[Position annotation records]
▼

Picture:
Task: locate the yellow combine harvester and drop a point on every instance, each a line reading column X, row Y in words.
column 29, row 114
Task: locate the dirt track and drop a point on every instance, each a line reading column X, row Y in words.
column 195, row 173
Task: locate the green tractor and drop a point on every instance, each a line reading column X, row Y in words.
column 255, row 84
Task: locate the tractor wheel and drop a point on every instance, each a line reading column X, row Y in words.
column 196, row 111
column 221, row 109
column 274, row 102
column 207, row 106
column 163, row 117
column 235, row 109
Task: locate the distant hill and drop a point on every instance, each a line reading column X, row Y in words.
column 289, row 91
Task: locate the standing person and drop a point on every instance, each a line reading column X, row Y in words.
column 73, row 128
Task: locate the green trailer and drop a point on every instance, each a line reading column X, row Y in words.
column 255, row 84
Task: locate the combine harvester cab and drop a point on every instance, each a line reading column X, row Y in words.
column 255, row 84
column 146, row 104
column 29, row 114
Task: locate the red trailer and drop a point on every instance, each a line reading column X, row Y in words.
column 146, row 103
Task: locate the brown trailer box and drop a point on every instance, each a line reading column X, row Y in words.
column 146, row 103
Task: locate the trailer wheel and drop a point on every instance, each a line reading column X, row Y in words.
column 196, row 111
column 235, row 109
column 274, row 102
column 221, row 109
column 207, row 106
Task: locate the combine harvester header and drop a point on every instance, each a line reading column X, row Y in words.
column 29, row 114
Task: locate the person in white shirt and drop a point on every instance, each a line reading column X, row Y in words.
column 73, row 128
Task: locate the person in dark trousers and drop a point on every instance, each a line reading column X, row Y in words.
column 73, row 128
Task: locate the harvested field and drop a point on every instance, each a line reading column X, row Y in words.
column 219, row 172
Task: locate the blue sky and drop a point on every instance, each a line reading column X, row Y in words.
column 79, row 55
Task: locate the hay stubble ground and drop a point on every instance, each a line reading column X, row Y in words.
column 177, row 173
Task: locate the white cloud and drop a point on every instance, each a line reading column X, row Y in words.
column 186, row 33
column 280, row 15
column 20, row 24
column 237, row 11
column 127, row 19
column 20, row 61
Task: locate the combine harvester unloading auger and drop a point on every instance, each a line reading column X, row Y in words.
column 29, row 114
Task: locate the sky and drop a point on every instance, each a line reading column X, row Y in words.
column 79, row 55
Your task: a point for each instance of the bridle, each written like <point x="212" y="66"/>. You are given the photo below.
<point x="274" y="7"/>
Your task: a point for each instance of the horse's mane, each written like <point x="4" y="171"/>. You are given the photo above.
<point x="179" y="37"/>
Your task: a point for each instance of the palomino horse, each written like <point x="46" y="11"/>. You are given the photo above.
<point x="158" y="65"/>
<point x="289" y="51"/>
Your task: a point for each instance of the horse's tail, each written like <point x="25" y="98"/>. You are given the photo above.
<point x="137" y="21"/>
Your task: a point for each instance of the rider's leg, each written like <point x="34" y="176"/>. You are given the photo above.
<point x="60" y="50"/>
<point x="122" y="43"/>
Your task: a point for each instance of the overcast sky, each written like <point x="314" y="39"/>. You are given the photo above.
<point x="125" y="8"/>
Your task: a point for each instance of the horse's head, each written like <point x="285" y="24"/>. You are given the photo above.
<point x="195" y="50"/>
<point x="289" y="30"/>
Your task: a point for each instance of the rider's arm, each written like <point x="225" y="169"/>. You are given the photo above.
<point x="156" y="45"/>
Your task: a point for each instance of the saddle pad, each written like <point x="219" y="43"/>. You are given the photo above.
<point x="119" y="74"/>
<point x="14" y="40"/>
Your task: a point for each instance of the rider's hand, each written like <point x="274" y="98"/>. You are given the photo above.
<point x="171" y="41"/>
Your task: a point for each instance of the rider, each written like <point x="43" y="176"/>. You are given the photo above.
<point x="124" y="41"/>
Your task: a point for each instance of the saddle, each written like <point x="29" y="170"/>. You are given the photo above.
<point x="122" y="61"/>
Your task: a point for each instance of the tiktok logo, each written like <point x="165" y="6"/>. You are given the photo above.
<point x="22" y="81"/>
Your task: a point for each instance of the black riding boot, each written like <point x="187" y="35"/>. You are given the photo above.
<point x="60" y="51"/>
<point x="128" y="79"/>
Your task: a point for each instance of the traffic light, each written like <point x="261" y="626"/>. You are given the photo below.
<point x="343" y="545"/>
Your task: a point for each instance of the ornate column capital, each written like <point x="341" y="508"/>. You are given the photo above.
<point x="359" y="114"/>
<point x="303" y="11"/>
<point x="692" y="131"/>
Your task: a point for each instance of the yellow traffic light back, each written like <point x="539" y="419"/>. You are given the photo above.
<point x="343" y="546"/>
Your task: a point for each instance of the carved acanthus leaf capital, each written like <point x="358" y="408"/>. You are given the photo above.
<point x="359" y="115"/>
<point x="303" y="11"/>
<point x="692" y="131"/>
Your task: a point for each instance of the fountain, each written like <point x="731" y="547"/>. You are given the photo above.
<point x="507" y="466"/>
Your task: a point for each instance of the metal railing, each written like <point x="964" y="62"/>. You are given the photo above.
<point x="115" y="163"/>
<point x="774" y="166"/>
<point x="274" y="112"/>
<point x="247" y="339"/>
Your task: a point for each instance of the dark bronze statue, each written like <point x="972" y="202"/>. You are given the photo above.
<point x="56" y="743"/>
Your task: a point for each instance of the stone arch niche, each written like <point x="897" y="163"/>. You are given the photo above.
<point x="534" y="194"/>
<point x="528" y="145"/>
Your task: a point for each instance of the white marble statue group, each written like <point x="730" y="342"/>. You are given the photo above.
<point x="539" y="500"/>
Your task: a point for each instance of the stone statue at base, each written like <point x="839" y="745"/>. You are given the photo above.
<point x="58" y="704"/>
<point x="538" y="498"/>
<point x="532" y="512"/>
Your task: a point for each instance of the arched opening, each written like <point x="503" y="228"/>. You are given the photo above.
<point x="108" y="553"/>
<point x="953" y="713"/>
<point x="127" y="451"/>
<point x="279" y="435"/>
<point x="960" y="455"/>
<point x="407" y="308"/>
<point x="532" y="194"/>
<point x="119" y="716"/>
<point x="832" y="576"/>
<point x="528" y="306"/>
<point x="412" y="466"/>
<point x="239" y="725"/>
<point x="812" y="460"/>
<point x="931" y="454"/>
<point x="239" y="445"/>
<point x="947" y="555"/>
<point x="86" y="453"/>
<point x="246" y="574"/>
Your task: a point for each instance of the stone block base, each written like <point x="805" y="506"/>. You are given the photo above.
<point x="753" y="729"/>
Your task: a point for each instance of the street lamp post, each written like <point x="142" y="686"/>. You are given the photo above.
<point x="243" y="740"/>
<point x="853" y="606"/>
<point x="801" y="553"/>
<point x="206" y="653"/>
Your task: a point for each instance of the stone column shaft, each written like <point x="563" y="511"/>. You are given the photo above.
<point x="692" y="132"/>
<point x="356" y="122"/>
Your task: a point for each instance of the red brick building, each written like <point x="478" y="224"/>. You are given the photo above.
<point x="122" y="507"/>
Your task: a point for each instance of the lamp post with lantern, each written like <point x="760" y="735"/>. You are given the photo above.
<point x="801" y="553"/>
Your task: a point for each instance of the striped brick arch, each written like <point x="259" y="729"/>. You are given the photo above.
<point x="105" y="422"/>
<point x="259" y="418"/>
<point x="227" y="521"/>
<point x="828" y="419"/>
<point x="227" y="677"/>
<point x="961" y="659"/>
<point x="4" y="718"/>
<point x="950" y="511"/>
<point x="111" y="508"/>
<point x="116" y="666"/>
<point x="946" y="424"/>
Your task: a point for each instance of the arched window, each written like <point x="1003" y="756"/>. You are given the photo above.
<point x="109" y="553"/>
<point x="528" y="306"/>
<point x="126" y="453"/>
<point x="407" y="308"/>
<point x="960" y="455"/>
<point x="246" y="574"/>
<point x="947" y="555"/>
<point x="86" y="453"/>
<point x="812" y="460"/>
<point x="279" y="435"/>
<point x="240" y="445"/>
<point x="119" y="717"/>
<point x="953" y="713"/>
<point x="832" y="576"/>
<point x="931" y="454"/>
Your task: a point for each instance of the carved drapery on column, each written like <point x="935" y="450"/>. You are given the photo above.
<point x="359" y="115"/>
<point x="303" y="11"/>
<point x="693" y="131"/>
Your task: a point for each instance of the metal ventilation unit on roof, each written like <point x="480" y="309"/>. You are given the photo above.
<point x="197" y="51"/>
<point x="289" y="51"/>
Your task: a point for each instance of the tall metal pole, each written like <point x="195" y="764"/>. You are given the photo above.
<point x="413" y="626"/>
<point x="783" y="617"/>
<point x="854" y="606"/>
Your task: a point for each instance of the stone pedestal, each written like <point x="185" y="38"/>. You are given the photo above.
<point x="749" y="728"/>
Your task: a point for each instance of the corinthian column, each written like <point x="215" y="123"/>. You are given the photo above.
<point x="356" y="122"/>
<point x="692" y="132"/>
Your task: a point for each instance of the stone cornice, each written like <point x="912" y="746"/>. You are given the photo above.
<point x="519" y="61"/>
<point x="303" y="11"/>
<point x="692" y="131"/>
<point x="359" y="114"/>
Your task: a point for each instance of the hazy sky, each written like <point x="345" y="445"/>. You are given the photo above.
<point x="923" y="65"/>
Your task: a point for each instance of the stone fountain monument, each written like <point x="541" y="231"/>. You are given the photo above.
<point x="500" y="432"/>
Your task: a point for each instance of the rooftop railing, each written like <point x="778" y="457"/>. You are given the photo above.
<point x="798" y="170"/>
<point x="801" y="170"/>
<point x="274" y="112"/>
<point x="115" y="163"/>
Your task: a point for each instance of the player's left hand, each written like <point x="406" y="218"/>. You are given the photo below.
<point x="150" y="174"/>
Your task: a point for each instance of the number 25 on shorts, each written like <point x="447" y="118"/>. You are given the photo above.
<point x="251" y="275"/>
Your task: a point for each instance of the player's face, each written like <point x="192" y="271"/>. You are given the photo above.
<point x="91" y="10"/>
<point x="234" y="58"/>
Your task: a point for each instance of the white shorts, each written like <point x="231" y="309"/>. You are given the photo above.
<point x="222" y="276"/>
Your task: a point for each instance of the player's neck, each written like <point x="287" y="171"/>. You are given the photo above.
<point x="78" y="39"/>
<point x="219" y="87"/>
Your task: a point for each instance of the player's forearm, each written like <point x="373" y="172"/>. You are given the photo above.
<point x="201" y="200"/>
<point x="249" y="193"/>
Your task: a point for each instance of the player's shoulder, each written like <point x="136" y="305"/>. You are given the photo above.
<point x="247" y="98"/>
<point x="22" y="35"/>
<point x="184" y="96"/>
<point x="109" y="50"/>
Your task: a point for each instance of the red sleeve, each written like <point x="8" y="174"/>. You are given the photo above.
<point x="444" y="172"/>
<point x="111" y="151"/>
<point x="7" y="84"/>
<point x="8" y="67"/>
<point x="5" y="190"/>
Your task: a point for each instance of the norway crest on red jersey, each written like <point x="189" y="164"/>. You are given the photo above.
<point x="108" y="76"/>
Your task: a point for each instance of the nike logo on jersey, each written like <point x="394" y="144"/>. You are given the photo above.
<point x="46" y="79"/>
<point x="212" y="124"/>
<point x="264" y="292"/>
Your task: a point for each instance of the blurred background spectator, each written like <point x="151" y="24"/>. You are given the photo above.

▲

• WHAT TO WORK ON: In the records above, find the line containing "player's neck, each"; please retype it and every line after it through the last line, exactly and with nothing else.

• SOLVED EXERCISE:
Your task: a point for each instance of the player's neck, each written like <point x="287" y="171"/>. You are given the photo above.
<point x="78" y="39"/>
<point x="219" y="87"/>
Your task: a point for each instance of the player's forearm, each written like <point x="373" y="172"/>. You are given the photo above.
<point x="201" y="200"/>
<point x="249" y="193"/>
Your task: a point for each instance of the player's shoulder, each written like <point x="136" y="305"/>. You are given the photo above.
<point x="247" y="98"/>
<point x="22" y="35"/>
<point x="184" y="96"/>
<point x="109" y="50"/>
Your task: a point for each instance of the red sleeve, each written like <point x="8" y="174"/>. You are given the photo above.
<point x="444" y="172"/>
<point x="111" y="151"/>
<point x="7" y="84"/>
<point x="8" y="67"/>
<point x="5" y="190"/>
Your task: a point for each instance of the norway crest on red jersey, each written like <point x="189" y="164"/>. You are given the photo above.
<point x="108" y="76"/>
Your task: a point for each instance of the nike logo on jersey, each written like <point x="394" y="144"/>. You are given the photo above.
<point x="46" y="79"/>
<point x="212" y="124"/>
<point x="264" y="292"/>
Your task: a point for each instance of the blurred background spectator, each written like <point x="151" y="24"/>. You are given the photo above.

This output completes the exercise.